• _Source records_:
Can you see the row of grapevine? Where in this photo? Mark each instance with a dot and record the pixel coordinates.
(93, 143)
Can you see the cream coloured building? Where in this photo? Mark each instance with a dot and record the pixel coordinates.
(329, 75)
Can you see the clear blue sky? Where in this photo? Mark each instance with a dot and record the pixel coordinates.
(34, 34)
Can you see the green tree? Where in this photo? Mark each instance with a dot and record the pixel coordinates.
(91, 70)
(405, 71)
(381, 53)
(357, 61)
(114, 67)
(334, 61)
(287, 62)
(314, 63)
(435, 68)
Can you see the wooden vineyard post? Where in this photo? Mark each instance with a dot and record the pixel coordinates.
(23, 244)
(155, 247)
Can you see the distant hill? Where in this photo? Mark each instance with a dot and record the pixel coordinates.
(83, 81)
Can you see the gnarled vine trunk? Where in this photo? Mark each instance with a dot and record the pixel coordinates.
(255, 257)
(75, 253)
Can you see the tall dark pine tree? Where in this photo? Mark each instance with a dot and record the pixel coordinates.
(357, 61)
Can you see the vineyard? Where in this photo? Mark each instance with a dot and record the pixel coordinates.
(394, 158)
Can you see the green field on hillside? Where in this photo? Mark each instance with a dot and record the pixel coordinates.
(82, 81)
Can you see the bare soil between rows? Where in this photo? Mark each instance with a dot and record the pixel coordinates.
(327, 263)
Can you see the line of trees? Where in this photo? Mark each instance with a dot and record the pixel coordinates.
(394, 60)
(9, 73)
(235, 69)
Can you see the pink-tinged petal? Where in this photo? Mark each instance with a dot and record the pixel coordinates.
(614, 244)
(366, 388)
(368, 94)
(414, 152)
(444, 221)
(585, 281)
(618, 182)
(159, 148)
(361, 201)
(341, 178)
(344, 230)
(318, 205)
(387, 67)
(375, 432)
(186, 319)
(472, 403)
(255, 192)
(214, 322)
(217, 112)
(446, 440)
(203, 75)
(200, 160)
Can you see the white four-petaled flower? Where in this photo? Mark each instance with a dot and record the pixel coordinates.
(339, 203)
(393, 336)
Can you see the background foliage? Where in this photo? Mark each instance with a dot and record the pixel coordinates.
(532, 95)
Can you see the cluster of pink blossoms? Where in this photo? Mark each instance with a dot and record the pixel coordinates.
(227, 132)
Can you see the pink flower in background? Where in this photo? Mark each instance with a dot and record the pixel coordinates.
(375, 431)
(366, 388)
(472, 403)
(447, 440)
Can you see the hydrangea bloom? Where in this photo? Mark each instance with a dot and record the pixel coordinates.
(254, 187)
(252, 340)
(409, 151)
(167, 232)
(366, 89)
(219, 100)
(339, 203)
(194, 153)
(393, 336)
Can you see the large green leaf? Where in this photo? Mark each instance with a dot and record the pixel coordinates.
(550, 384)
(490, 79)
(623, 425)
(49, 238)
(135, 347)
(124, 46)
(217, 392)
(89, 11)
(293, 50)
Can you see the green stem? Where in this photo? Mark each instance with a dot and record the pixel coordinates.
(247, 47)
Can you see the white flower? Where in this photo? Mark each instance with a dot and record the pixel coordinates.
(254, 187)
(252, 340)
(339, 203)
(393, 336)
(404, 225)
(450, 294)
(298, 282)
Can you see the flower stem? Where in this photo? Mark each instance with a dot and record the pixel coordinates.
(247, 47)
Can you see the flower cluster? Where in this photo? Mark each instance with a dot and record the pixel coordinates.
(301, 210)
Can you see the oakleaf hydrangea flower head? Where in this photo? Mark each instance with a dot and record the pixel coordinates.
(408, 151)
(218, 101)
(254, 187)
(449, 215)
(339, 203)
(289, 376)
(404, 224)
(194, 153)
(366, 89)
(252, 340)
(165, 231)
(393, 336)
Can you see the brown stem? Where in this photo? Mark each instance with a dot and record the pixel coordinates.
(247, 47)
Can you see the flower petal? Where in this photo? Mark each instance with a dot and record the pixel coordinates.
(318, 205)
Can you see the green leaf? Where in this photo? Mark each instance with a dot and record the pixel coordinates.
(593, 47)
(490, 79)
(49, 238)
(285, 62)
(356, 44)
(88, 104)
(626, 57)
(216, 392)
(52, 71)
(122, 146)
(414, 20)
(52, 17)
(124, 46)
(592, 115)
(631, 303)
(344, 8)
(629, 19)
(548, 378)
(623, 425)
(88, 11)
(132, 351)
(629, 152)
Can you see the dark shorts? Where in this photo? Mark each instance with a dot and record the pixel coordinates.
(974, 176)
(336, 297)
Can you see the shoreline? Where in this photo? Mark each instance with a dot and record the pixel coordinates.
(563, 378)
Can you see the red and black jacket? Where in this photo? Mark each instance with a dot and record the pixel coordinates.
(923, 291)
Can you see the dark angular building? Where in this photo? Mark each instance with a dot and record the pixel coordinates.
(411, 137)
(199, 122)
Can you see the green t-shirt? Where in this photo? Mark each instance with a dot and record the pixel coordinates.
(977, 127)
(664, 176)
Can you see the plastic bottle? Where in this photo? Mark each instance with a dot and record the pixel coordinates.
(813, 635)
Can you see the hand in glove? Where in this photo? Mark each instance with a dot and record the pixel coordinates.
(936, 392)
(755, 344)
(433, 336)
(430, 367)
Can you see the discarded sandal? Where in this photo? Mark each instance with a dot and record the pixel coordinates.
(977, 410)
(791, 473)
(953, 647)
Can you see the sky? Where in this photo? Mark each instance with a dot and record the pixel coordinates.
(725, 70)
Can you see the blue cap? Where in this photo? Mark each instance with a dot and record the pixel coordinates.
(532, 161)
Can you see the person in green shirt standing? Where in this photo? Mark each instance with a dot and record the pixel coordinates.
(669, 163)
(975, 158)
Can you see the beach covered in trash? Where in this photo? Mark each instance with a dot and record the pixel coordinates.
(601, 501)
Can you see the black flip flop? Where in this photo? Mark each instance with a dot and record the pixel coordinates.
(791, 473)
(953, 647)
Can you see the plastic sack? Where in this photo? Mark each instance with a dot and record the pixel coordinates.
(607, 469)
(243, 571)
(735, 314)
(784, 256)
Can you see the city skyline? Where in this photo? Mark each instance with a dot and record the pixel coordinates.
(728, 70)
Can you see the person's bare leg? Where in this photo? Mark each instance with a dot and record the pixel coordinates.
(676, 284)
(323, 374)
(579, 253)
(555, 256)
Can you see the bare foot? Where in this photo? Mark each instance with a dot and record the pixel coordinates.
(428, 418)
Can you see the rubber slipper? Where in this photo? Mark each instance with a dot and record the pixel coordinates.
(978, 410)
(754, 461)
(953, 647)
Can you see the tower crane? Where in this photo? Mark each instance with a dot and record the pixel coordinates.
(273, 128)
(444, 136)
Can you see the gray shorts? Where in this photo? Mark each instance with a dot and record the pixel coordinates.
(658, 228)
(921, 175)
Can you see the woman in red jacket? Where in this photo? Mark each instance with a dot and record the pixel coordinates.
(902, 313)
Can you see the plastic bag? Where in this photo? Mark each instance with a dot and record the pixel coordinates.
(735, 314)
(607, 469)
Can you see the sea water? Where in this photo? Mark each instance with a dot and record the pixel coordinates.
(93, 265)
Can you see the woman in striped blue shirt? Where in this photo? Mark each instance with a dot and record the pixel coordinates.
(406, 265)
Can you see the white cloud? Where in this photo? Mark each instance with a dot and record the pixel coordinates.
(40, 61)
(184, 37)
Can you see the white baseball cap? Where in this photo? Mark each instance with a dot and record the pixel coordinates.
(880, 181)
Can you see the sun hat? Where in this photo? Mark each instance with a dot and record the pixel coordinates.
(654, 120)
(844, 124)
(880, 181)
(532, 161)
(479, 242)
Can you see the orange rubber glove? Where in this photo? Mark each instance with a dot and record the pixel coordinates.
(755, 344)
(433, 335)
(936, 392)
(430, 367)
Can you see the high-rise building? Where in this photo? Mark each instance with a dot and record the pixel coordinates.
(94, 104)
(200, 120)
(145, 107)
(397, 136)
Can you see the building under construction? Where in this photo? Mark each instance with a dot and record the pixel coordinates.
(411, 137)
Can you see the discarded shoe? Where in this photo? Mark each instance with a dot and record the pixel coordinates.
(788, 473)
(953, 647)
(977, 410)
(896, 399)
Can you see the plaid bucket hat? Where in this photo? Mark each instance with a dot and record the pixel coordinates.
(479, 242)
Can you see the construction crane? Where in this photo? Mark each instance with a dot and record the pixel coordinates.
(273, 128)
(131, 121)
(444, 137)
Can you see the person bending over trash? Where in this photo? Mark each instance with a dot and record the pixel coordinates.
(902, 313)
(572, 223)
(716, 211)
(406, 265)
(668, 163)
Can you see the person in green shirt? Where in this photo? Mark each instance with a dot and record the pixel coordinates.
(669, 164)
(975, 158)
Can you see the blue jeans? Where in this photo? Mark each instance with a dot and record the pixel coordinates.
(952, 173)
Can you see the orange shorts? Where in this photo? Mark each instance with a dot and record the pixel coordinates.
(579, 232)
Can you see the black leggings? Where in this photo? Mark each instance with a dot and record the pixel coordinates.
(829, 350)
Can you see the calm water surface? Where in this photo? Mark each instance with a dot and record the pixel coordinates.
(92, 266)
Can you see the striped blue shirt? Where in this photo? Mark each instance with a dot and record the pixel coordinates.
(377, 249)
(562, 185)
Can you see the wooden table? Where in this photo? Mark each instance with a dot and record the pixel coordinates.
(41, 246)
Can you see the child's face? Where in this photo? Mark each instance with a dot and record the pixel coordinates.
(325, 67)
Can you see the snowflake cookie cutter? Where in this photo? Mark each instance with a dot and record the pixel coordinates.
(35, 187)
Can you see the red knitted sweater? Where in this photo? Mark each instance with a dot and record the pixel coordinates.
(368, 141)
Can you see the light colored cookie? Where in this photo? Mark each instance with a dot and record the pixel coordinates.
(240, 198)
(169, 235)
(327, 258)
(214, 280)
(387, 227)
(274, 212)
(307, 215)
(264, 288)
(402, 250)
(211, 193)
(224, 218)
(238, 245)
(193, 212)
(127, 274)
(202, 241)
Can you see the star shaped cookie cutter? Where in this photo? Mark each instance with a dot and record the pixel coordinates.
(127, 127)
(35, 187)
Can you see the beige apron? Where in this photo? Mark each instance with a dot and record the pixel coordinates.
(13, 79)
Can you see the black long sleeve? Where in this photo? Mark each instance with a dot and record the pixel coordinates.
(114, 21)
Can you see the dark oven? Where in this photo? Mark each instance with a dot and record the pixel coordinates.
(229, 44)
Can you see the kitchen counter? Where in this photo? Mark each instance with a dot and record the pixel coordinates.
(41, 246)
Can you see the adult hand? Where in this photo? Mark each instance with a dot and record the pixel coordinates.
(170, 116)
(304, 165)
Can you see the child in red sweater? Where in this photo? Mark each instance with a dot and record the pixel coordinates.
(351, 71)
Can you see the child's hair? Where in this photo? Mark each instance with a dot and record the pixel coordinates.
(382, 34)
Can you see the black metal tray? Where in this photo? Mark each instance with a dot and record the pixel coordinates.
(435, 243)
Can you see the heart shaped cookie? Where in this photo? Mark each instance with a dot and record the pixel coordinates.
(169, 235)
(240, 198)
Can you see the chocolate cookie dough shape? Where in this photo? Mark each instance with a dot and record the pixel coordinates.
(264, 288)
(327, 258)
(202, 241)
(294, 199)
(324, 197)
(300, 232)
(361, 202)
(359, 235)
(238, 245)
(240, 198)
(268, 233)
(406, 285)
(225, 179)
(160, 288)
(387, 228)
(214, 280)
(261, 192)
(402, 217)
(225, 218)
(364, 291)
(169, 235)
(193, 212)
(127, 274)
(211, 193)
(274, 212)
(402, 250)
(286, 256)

• _Problem description_:
Reproduce only the lines running from the one with "Can you see the red knitted" through the final line of the listing above, both ends included.

• _Exercise answer_:
Can you see the red knitted sweater? Where in this photo? Mark each instance with a dot and record the pixel coordinates.
(368, 141)
Can you see the light colored cookie? Where in this photo? Mark each instance with a dot and record the pixel coordinates.
(240, 198)
(169, 235)
(327, 258)
(214, 280)
(387, 227)
(274, 212)
(307, 215)
(264, 288)
(402, 250)
(211, 193)
(224, 218)
(238, 245)
(193, 212)
(127, 274)
(202, 241)
Can you see the star shaped cookie cutter? Where in this photo? Mark each instance with a dot and record the pixel coordinates.
(127, 127)
(35, 187)
Can you see the beige apron? Where in this photo? Mark each instance with a dot and record the pixel coordinates.
(13, 79)
Can you see the black long sleeve? Where in this photo? Mark each instance with a dot and record the pixel coordinates.
(114, 21)
Can you see the dark oven? Where in this photo? Mark each instance with a dot and record the pixel coordinates.
(229, 44)
Can you see the kitchen counter? Where in this photo? Mark each instance with a dot and record the pixel coordinates.
(41, 246)
Can you see the adult hand? Where in this photo? Mark each instance with a dot and record the pixel coordinates.
(170, 116)
(304, 165)
Can you see the child in red sweater? Where in this photo? Mark each instance with a dot and record the pixel coordinates.
(351, 71)
Can you see the child's hair? Where in this photo? Mark each instance with a dot and record the pixel coordinates.
(382, 34)
Can you see the black metal tray? Where in this photo? Mark each instance with a dot and record the pixel coordinates.
(435, 243)
Can you see the heart shaped cookie? Where in this photo? Mark each instance with a dot and record the pixel coordinates.
(169, 235)
(240, 198)
Can you see the chocolate cookie dough shape? Where in this photo? Mark each instance with a dot and record the pixel coordinates.
(264, 288)
(327, 258)
(202, 241)
(294, 199)
(324, 197)
(300, 232)
(361, 202)
(359, 235)
(238, 245)
(240, 198)
(268, 233)
(406, 285)
(225, 179)
(160, 288)
(387, 228)
(214, 280)
(261, 192)
(402, 217)
(225, 218)
(364, 291)
(169, 235)
(193, 212)
(127, 274)
(211, 193)
(274, 212)
(402, 250)
(286, 256)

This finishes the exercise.